§ **ИСХОДНЫЙ ТЕКСТ**

⁂

Есть немало писателей, гораздо более ловких, удобочитаемых и менее наивных, чем Бальзак. Даже удивительно, как быстро после него писатели научились развивать действие с полной естественностью и передавать страсти без всякой риторики и преувеличения. Стали писать так гладко, что по всем романам можно проскользнуть без всякого нарушения обычного своего состояния. А у кого хватит терпения обойти весь необозримый мир образов Бальзака? Ведь даже школьник презрительно скажет, что рассуждения надоедливо перебивают у него действие, что ангелоподобные его героини слишком похожи на слащавые гипсовые фигурки, что самый замысел, будучи выделен из любого его романа, у него беден при свете открытий естествознания. Среди сотни произведений Бальзака, в самом деле, и поклонник его едва ли укажет хоть одно, до конца удачное и доработанное.
Однако не слишком ли поспешили мы к ловкому писательству?
Что-то скудное ощущается во всяком новейшем беллетристическом произведении, как только вспомнишь, какие возможности таило в себе творчество Бальзака, в котором аналитически настроенный историк с такою легкостью находит нагромождение недостатков. Есть нечто безусловное, достоверное и в самых неудачных его произведениях, от взгляда на которые кризис современной литературы становится ужасающе явственным. Как только мы освобождаемся от указок позитивной исторической науки, наше непосредственное восприятие называет творчество Бальзака абсолютным. Если не бояться явно устаревших терминов, по первому впечатлению хочется назвать романы Бальзака абсолютно-эстетическим явлением: настолько впечатление это сильно, настолько снисходительно готово оно отнестись к самым недостаткам его романов.
Как могло случиться, что так разошлись теории и впечатление, на котором они как будто построены? Теории эволюционные, общественно-прогрессивные говорят, что Бальзак достойный предшественник Зола, теории отвлеченно-эстетические находят длинноты, несуразности, дидактизм и наивности в его романах, непосредственная же впечатлительность, не умея даже ответить на все эти упреки, тем не менее верит только себе, отдается Бальзаку простодушно, всецело и взволнованной его речи внимает как безусловной, по самому факту своего существования, неопровержимой и непоправимой мелодии.

⁂

§ **ПЕРЕЧЕНЬ ДАННЫХ**
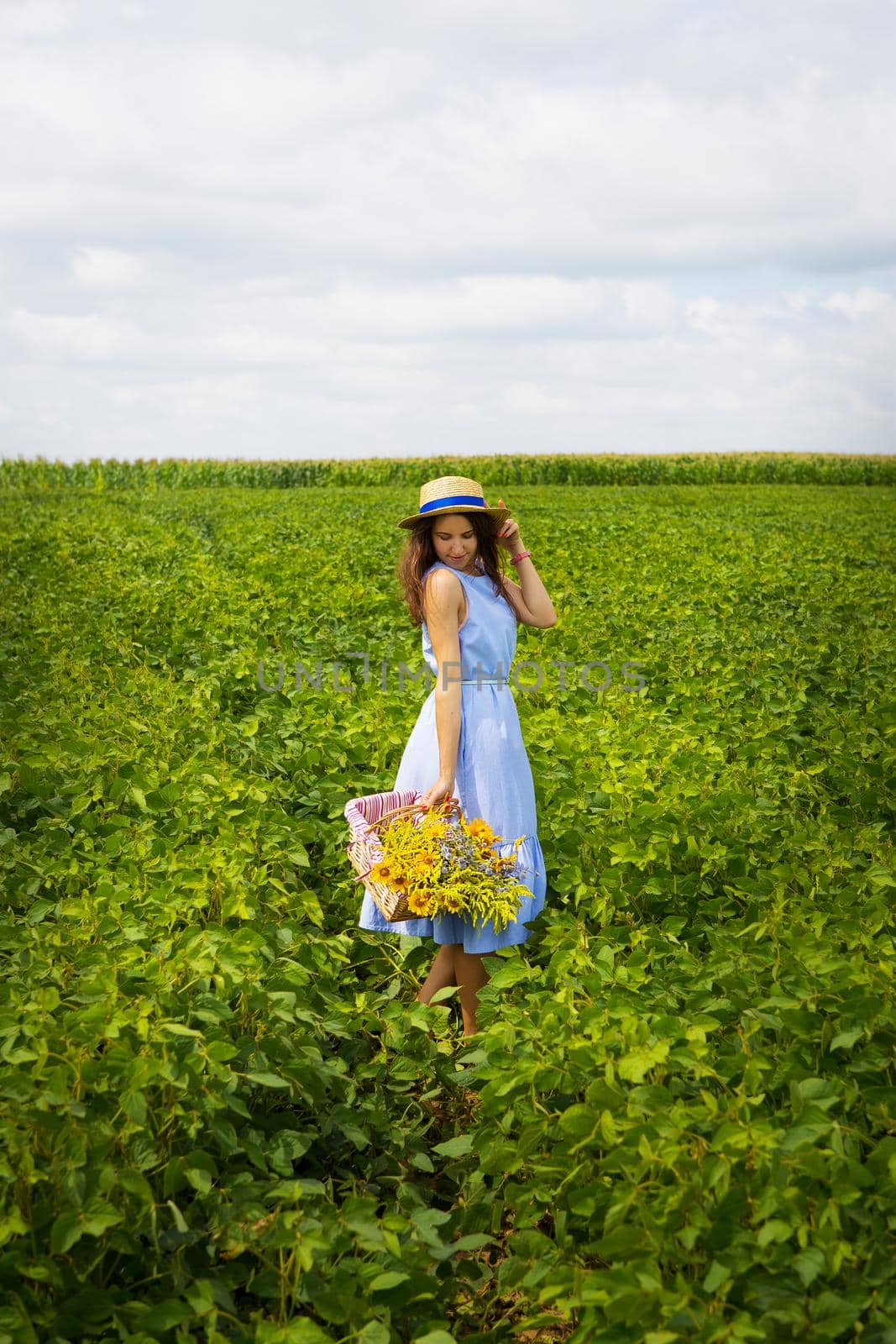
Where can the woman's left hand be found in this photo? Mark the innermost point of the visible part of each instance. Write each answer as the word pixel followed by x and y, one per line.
pixel 508 534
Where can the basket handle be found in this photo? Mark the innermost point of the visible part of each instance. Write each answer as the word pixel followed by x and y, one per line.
pixel 409 806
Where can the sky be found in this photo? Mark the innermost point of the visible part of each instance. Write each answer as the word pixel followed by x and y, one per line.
pixel 325 230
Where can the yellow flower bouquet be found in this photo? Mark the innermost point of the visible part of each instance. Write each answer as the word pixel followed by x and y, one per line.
pixel 439 864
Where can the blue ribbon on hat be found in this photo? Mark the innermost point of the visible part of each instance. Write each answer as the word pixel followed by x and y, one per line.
pixel 453 499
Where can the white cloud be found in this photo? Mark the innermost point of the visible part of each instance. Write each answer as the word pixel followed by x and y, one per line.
pixel 81 338
pixel 107 268
pixel 477 226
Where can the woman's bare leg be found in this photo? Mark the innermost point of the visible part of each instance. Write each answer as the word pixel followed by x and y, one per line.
pixel 470 974
pixel 441 972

⁂

Перепишите дословно отрывок текста о Бальзаке между словами «Есть немало писателей, гораздо» и «удачное и доработанное.» включительно. Опирайтесь только на текст о Бальзаке.

§ **ОТВЕТ НА ЗАДАНИЕ**
Есть немало писателей, гораздо более ловких, удобочитаемых и менее наивных, чем Бальзак. Даже удивительно, как быстро после него писатели научились развивать действие с полной естественностью и передавать страсти без всякой риторики и преувеличения. Стали писать так гладко, что по всем романам можно проскользнуть без всякого нарушения обычного своего состояния. А у кого хватит терпения обойти весь необозримый мир образов Бальзака? Ведь даже школьник презрительно скажет, что рассуждения надоедливо перебивают у него действие, что ангелоподобные его героини слишком похожи на слащавые гипсовые фигурки, что самый замысел, будучи выделен из любого его романа, у него беден при свете открытий естествознания. Среди сотни произведений Бальзака, в самом деле, и поклонник его едва ли укажет хоть одно, до конца удачное и доработанное.